**EXERCISE BRIEF:** Transcribe the entries below exactly; leave every image out.

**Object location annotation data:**
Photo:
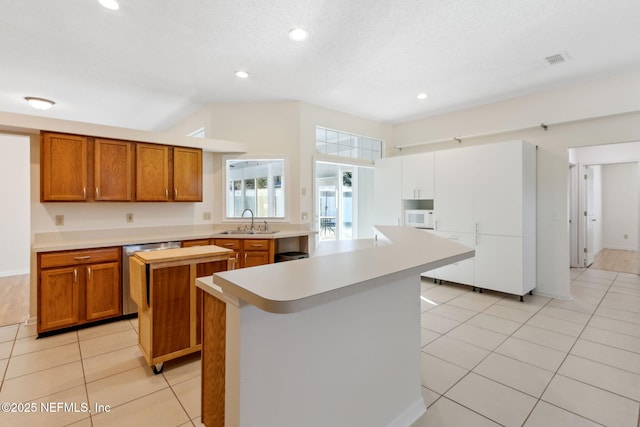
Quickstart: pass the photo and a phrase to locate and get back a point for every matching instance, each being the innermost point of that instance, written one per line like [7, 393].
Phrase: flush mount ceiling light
[110, 4]
[298, 34]
[39, 103]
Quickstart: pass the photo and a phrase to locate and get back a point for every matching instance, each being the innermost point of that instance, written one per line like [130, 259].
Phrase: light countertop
[337, 270]
[84, 239]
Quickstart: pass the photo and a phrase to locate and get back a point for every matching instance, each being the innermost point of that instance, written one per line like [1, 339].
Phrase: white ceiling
[154, 62]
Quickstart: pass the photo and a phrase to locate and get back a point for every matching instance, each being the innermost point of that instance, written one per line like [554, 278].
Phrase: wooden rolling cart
[169, 304]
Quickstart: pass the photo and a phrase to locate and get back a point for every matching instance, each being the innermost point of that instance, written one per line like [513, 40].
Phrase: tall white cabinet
[485, 198]
[387, 201]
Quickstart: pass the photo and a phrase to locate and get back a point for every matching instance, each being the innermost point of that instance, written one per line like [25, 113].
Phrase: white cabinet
[499, 264]
[387, 200]
[499, 188]
[485, 196]
[454, 190]
[418, 176]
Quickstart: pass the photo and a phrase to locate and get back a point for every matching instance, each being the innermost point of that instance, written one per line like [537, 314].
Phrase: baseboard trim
[410, 415]
[14, 273]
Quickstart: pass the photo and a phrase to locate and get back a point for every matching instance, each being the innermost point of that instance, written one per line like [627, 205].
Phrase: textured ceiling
[154, 62]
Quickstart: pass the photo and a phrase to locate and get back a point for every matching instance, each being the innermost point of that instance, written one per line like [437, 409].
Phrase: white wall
[285, 128]
[620, 206]
[598, 112]
[598, 227]
[108, 215]
[14, 216]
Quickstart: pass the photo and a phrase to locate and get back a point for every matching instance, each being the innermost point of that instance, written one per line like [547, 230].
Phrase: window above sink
[257, 184]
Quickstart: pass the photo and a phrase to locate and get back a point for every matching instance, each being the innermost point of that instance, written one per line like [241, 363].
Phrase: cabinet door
[152, 173]
[418, 176]
[113, 170]
[387, 197]
[59, 298]
[254, 258]
[461, 271]
[63, 168]
[187, 174]
[499, 264]
[234, 244]
[453, 201]
[103, 297]
[498, 189]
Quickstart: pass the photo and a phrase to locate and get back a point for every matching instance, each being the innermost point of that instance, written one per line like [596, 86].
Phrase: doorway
[604, 205]
[343, 201]
[15, 168]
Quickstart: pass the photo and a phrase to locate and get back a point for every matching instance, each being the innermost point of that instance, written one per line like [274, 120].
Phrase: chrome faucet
[251, 212]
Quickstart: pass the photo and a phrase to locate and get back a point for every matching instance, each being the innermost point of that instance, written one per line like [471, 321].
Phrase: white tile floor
[487, 360]
[491, 360]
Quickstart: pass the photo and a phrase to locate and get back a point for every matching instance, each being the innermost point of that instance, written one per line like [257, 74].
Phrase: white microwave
[420, 218]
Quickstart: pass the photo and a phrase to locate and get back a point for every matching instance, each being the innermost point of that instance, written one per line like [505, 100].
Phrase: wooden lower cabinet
[249, 252]
[77, 287]
[58, 299]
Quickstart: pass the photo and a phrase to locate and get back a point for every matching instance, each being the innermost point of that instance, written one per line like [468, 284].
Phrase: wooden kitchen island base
[169, 304]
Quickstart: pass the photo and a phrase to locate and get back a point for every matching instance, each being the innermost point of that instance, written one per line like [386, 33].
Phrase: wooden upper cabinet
[113, 170]
[187, 174]
[152, 172]
[63, 168]
[76, 168]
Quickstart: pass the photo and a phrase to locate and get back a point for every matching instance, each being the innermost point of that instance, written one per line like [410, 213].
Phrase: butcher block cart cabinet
[77, 287]
[163, 287]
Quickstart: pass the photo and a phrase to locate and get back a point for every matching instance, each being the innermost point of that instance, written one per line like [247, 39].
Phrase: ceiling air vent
[558, 58]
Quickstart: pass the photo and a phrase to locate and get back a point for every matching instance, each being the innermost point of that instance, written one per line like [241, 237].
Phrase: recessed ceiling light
[298, 34]
[110, 4]
[39, 103]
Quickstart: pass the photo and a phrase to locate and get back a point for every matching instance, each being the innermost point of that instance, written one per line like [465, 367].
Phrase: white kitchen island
[332, 340]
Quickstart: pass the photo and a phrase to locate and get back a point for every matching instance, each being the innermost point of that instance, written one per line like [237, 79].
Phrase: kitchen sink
[248, 232]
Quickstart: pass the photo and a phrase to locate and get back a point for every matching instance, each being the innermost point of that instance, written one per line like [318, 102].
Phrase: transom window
[342, 144]
[256, 184]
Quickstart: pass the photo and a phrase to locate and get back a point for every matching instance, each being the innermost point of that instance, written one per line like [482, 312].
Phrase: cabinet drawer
[83, 256]
[255, 245]
[228, 243]
[197, 242]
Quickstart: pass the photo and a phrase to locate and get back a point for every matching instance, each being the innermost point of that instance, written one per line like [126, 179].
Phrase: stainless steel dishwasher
[128, 306]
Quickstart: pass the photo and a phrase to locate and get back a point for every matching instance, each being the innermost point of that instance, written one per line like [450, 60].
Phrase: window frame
[284, 182]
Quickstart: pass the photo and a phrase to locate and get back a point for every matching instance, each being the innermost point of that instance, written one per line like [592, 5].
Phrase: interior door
[589, 216]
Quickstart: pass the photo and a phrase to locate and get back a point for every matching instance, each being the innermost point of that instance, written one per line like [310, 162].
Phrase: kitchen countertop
[85, 239]
[337, 269]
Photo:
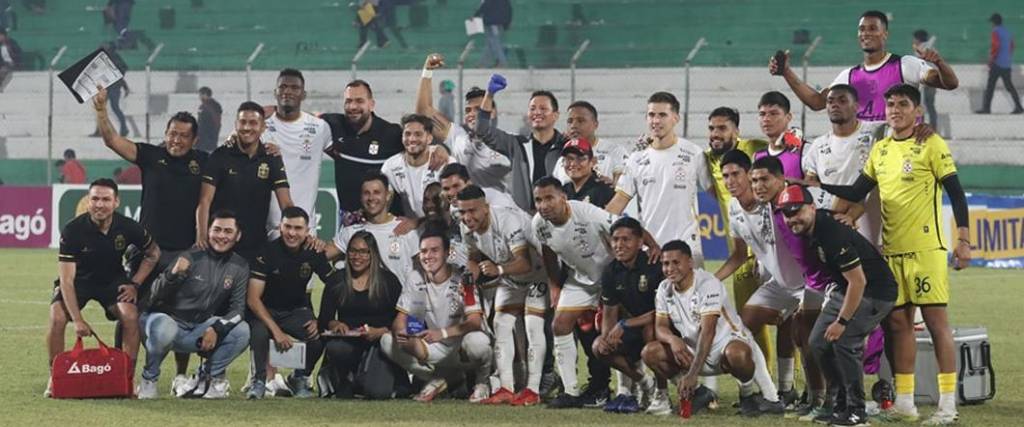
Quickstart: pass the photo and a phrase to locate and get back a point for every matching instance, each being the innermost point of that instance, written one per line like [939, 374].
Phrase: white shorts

**THE OUTPUT:**
Photo:
Quickstart: pass the photo and a phrase to locate and get back a point for every matching instance, each being the innermost point of that instance, written one per line like [7, 393].
Phrase: flush mount ceiling light
[110, 4]
[298, 34]
[39, 103]
Quickstart: pass the photo and a phrase to locate and get back a point for every matching instance, each being the innermost point of that instance, written one per line like [130, 259].
Phrase: light countertop
[337, 270]
[84, 239]
Quickstart: pass the photo and a phrase to locate and get back a point for every matching instance, each being the innermost point of that instance, written one per line like [1, 339].
Phrase: white ceiling
[154, 62]
Quickstart: pass the photo and a phrase to locate and get back a point for every matching instance, each being the innermost point of that instance, written one per line like [554, 278].
Phrase: wooden rolling cart
[169, 304]
Quickstart: pass the photo and a phrase to locate and get back a point for every matching instance, each being the innermost point of that instance, written one per line like [513, 40].
Phrase: tall white cabinet
[485, 198]
[387, 201]
Quickstart: pass the photo and a phrase to locate and get back a point for every matching instance, each being the innermost point of that instance, written one per line like [25, 113].
Phrase: white cabinet
[499, 264]
[387, 200]
[499, 188]
[485, 196]
[454, 190]
[418, 176]
Quickstart: pass the photo and a phrase to locate and get back a point for every matching instance, each being the innermost point of that instance, written one per line like [537, 314].
Phrase: baseboard trim
[410, 415]
[14, 273]
Quickstart: pass the photo and a phrase to locate and get back a point for every matching instance, each being the innermost point of that instance, written one per line like [627, 205].
Phrase: textured ceiling
[154, 62]
Quickstart: pass the photo and a phrase to locate and get back a point for every matching instance, each being the innermost point of that instance, written one per line like [437, 409].
Phrase: white wall
[285, 128]
[620, 206]
[598, 112]
[598, 227]
[108, 215]
[14, 216]
Quickstart: pass the photo and a phrase to locate and get back a point for every matching instance, each being the innermost point of that instance, written one per line like [547, 230].
Phrase: window above sink
[257, 184]
Quickstart: pass the photo and a phrase to locate and get back a point for every matching instance, each being the innermost point of that instance, written one per line like [241, 363].
Phrase: cabinet door
[152, 173]
[418, 176]
[113, 170]
[387, 197]
[59, 298]
[254, 258]
[461, 271]
[63, 168]
[187, 174]
[499, 264]
[234, 244]
[453, 201]
[103, 297]
[498, 189]
Quickstart: pass the photo and a phrase to locate and get back a point for every matching instance, each being the innermost point of that instance, written one per line like [596, 86].
Phrase: doorway
[604, 205]
[343, 201]
[15, 168]
Quickstart: pass the photo and a phrase to locate and get back a point for every matching instance, each being the innermost point of that instance, written one per line like [274, 120].
Phrase: chrome faucet
[251, 212]
Quickstart: pass the photo and a phrase to locate and get back a point for every matching instance, each being the innermost point of that instance, written one per line like [471, 321].
Phrase: white tile floor
[487, 360]
[491, 360]
Quickstart: pass the photo and a phrase to locate and get back a point for every matching instance, each being the innermost point of that instance, written one per line like [257, 74].
Phrase: white microwave
[420, 218]
Quickstart: pass the photo and a phrase to locate and get back a point for every matching instance, each being the innermost point of that instance, written one per line like [505, 100].
Phrase: wooden lower cabinet
[249, 252]
[77, 287]
[58, 299]
Quickstart: pass the photo and a phrase to locate and get back a point for every matching instance, each being the innermost point of that instance, written one per line like [468, 284].
Phrase: wooden kitchen island base
[169, 304]
Quickstart: pass the photo and a phrase to locate and get back a point for every matching instance, each being the innermost point of that instance, written one per line like [386, 33].
Phrase: wooden upper cabinet
[113, 170]
[187, 174]
[152, 172]
[63, 168]
[76, 168]
Quickstart: pass the photo and a phrase to locate and get back a point for every matching instance, each being the innermost point of that instance, written one per line like [410, 213].
Phrase: butcher block cart cabinet
[77, 287]
[163, 287]
Quickstart: pass the photo and a phrase to locate and get back a point for every matching instance, each being the innermost point of that instance, written one per line like [247, 39].
Phrase: ceiling air vent
[558, 58]
Quickstart: pass the photo and a phrase to locate and get back a point for every matching instance, each being the innermost point of that instance, written one per line like [241, 237].
Phrase: recessed ceiling light
[298, 34]
[110, 4]
[39, 103]
Quickstart: pass the photo and a phrase to locate and get back a point for every matching instance, each being the innermost point of that instance, written one per line like [465, 367].
Phrase: white kitchen island
[332, 340]
Quickstart: pass the photo and a phrase to locate and get back a point for every matching instance, each being the innermost point of that instance, written one per line like [237, 79].
Phrase: kitchen sink
[248, 232]
Quickstart: pass the photo and a phrase to locate and get back a point for every matching instance, each being the innermost point of that instance, written one per line like [318, 102].
Phrase: transom window
[342, 144]
[256, 184]
Quickstart: pass the photo and a phrase to locate and get back a point for every matching instance, each being the innermost point of that instance, written one per line like [482, 312].
Phrase: cabinet drawer
[83, 256]
[255, 245]
[228, 243]
[197, 242]
Quickstart: pass the photo and a phrase to locate and get back a point for every matching instance, each being the innermost point of that instance, written one per line like [126, 179].
Phrase: stainless steel dishwasher
[128, 306]
Quickstart: pass the photo and a phrase to locate and get back a point for every matching instance, each being the innermost point of that instance, written one per line like [450, 60].
Phrase: window frame
[284, 182]
Quickstart: pass the photo and a phrase to locate and get back a point for every matching instance, each being the innermost point of that instance, written one per line like [592, 5].
Phrase: interior door
[589, 216]
Quickstart: pass the photo and a phrase to locate and get back a point for every matching instance, each being the innermost point of that instance, written one per line like [310, 162].
Phrase: kitchen countertop
[85, 239]
[337, 269]
Photo:
Quickstart: pass the photo and a phrase to locate and get back a point for every matching instance, each being the innermost point of that instance, written one per line like [939, 374].
Phrase: white shorts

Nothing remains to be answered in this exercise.